Given exercise: Can you render the lines from the one containing "the white sneaker" through the one containing "(1078, 379)", both included, as a JSON list of strings, one string per line and blank lines left out?

Input:
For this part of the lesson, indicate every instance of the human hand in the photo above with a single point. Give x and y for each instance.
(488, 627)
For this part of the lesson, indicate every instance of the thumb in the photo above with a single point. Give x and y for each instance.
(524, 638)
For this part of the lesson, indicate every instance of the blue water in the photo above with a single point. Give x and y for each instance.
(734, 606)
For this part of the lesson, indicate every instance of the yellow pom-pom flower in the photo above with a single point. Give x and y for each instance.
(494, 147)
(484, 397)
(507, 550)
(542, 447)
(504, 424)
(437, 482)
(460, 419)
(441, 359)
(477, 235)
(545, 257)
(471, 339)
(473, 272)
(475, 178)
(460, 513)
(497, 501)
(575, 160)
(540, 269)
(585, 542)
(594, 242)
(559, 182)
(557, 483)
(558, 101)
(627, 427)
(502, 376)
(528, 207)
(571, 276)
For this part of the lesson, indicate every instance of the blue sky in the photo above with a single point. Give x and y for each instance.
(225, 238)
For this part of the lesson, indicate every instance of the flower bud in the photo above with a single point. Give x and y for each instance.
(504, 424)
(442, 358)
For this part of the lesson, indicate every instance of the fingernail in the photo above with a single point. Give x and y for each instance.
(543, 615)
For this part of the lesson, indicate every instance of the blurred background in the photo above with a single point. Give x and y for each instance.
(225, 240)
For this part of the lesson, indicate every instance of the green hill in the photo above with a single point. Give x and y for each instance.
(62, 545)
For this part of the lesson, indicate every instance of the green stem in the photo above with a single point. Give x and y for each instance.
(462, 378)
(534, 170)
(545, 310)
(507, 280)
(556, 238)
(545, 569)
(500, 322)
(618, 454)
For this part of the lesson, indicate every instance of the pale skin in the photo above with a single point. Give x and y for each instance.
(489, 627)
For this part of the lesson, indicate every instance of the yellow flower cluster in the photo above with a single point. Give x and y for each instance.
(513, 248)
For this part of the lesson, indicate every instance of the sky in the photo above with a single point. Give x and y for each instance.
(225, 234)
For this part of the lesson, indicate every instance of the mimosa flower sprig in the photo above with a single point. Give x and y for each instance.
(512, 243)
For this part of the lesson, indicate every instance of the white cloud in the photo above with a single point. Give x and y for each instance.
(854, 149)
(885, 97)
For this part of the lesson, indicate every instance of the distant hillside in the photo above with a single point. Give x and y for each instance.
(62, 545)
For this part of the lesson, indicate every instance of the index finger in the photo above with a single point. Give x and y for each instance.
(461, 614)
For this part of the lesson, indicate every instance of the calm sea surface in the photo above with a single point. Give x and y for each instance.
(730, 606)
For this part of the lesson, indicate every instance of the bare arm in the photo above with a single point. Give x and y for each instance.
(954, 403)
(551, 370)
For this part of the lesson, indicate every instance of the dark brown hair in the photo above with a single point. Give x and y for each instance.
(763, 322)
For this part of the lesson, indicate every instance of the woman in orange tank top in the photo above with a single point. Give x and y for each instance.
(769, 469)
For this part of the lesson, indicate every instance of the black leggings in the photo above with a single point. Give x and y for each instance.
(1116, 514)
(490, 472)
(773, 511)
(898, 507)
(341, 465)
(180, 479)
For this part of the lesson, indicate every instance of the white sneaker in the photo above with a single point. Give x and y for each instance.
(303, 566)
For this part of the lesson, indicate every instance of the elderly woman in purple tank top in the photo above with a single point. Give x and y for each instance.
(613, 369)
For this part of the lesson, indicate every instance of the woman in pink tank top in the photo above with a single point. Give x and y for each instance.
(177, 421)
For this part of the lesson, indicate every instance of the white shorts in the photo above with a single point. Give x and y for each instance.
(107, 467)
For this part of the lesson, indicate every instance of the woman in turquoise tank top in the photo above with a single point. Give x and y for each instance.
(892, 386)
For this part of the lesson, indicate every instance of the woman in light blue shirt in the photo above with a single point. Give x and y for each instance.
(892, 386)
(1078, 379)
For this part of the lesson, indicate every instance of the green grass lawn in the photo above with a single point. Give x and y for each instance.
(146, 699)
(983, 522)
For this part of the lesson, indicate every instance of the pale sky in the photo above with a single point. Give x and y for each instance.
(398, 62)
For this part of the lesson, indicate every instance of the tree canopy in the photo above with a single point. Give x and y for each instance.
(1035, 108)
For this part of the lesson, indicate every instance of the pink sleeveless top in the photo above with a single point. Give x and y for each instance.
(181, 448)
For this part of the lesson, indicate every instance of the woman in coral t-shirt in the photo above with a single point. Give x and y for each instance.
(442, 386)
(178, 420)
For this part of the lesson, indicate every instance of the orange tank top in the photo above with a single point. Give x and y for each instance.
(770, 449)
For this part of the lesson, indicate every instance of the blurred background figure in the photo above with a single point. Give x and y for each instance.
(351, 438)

Answer to this problem:
[
  "For this part of the lesson, indicate every instance of the white sneaker in the photo above with a single point. Give x and y for each instance.",
  "(303, 566)",
  "For this part of the lesson, indicate every instance of the elderly woman in purple tank top in the photo above with a single point. Give x and y for each instance.",
  "(613, 369)",
  "For this part of the lesson, indicate every instance of the woman in pink tank top in the photo above with a single point. Give x and y for each instance.",
  "(177, 421)",
  "For this part of the lesson, indicate every instance of the white shorts in the photo above with a single point. Give x and y for each instance.",
  "(107, 467)",
  "For this part of the lesson, indicate every instance of the woman in turquoise tank top in the photo above with a single point. Give x and y for each instance.",
  "(892, 386)",
  "For this part of the lesson, indicate every instance of the woman in light blue shirt in the photo above with a single point. Give x and y for each instance.",
  "(892, 386)",
  "(1078, 379)"
]